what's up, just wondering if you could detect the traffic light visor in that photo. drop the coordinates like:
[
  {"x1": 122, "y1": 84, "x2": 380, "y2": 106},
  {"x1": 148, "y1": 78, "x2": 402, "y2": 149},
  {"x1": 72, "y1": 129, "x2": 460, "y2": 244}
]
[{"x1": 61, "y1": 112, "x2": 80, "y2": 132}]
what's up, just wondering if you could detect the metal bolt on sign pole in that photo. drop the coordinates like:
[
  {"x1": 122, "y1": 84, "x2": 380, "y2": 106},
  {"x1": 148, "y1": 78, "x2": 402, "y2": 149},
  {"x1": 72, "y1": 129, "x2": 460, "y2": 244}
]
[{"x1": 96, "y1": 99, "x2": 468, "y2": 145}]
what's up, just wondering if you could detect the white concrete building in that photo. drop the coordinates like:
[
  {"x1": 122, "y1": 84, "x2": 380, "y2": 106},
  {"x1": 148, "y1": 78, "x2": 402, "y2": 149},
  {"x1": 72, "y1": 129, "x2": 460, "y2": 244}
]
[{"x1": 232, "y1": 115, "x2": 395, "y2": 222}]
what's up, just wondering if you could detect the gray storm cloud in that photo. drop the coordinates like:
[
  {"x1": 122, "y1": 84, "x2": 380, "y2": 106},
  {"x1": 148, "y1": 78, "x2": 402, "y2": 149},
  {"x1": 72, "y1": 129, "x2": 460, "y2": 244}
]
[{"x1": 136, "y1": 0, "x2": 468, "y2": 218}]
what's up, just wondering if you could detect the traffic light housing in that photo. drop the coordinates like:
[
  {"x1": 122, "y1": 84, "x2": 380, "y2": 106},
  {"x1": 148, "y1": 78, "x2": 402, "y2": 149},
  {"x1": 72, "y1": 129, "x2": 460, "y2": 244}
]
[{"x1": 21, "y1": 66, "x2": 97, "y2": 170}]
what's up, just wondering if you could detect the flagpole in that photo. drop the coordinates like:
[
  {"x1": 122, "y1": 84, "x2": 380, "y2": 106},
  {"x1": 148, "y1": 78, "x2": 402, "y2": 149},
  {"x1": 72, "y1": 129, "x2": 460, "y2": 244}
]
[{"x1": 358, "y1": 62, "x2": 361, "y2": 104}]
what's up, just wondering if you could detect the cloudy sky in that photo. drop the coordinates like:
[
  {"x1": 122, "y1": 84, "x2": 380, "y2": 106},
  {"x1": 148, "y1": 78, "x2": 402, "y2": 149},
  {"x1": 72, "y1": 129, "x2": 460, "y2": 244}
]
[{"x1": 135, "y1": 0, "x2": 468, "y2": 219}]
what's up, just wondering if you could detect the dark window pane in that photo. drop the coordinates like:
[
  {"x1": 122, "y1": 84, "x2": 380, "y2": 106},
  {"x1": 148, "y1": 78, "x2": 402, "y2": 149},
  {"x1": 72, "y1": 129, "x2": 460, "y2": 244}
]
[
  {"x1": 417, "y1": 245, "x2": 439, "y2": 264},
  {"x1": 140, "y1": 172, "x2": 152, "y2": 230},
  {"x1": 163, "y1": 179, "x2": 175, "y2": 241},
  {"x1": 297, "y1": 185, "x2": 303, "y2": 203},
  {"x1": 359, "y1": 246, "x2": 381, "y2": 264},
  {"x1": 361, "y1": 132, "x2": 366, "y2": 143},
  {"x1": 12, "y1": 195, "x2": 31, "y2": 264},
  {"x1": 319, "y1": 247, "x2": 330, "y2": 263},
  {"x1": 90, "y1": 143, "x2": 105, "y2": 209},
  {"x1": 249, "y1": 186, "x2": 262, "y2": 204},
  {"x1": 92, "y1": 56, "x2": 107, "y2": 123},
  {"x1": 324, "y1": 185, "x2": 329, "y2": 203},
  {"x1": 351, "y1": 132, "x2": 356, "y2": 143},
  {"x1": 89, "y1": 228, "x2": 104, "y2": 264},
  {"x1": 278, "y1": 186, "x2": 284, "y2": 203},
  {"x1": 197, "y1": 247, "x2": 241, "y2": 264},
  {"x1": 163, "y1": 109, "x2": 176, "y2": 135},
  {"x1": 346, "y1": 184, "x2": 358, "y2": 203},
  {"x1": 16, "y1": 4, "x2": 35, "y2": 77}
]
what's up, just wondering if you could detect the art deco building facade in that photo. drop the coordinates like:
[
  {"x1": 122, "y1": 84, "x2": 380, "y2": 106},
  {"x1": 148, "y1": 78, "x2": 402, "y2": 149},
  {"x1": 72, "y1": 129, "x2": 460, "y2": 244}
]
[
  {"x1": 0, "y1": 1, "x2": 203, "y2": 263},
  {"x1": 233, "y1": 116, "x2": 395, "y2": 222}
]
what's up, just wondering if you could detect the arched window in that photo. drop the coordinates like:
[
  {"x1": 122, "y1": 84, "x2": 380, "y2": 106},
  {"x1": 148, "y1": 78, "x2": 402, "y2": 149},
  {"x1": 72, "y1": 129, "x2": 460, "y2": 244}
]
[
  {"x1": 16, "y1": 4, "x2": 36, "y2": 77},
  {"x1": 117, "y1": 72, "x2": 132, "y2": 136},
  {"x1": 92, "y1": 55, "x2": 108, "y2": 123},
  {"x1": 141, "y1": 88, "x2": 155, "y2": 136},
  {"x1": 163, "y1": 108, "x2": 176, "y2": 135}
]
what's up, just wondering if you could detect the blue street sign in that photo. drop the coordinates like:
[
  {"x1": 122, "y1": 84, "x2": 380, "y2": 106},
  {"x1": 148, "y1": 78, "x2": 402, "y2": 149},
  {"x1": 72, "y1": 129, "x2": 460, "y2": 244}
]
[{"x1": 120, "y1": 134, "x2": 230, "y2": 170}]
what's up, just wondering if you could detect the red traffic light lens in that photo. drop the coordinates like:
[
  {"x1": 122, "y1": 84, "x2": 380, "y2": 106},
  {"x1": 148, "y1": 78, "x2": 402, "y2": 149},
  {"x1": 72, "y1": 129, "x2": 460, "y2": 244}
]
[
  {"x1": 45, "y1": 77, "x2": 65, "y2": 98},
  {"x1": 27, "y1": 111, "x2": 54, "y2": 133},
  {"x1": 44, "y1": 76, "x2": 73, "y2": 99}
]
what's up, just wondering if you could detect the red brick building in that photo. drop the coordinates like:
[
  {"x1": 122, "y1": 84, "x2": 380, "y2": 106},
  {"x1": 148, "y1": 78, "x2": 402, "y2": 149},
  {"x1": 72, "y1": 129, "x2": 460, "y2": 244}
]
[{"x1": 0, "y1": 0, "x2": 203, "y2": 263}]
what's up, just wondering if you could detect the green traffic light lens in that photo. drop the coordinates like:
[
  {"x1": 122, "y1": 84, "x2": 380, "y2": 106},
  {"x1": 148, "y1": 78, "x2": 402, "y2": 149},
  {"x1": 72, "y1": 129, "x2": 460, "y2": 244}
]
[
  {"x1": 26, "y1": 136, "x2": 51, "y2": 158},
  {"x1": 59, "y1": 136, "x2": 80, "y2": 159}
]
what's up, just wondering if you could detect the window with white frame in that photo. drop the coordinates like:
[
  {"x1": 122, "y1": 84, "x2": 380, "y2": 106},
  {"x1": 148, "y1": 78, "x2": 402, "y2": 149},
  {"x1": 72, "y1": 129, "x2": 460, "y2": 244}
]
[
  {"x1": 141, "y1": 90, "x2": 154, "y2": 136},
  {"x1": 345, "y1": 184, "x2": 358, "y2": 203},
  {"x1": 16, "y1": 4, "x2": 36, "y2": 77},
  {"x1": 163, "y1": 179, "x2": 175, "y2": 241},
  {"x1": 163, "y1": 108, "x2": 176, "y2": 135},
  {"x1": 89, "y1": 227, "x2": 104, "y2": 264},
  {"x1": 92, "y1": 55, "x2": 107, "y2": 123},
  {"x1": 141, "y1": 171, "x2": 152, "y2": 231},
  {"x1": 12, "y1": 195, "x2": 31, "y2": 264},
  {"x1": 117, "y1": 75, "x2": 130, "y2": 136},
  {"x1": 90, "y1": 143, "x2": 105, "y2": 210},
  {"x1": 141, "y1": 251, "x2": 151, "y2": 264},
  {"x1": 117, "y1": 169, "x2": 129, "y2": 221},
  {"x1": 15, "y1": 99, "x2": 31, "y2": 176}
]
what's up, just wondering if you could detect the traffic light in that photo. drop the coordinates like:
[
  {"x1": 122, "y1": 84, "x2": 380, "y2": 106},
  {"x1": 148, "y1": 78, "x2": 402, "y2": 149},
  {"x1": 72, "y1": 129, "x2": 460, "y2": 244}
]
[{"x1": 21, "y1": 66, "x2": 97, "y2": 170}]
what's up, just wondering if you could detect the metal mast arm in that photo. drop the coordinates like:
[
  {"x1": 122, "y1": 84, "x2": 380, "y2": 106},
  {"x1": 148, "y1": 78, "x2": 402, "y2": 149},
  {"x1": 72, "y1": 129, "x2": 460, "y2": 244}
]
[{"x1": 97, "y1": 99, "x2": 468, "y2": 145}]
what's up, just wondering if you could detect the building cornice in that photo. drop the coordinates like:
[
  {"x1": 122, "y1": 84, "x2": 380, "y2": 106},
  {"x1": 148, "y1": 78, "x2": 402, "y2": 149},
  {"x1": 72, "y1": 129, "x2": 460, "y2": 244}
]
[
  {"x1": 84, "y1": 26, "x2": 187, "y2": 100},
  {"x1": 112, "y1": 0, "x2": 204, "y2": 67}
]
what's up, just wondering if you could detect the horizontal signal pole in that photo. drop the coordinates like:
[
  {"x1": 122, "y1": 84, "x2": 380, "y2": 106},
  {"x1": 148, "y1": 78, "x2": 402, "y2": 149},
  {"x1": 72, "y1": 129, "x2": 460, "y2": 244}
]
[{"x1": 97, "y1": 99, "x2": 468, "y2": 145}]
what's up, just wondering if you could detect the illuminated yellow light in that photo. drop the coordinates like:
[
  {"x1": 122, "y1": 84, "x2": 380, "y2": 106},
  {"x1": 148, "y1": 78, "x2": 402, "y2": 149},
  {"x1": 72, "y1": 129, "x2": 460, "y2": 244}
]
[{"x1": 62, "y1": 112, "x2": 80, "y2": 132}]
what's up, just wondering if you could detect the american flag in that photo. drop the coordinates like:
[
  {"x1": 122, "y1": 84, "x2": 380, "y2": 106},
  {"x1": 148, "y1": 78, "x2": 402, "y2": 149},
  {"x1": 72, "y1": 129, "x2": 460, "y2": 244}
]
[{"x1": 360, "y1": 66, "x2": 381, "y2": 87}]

========================

__AIM OF THE TASK__
Only lines that hold the string "lens" belong in the answer, so copy every one of them from the records.

__FINISHED EXERCISE__
what's up, just wondering if you could detect the red traffic light lens in that photo. drop the coordinates like:
what's up, just wondering if you could detect the green traffic light lens in that photo. drop the coordinates like:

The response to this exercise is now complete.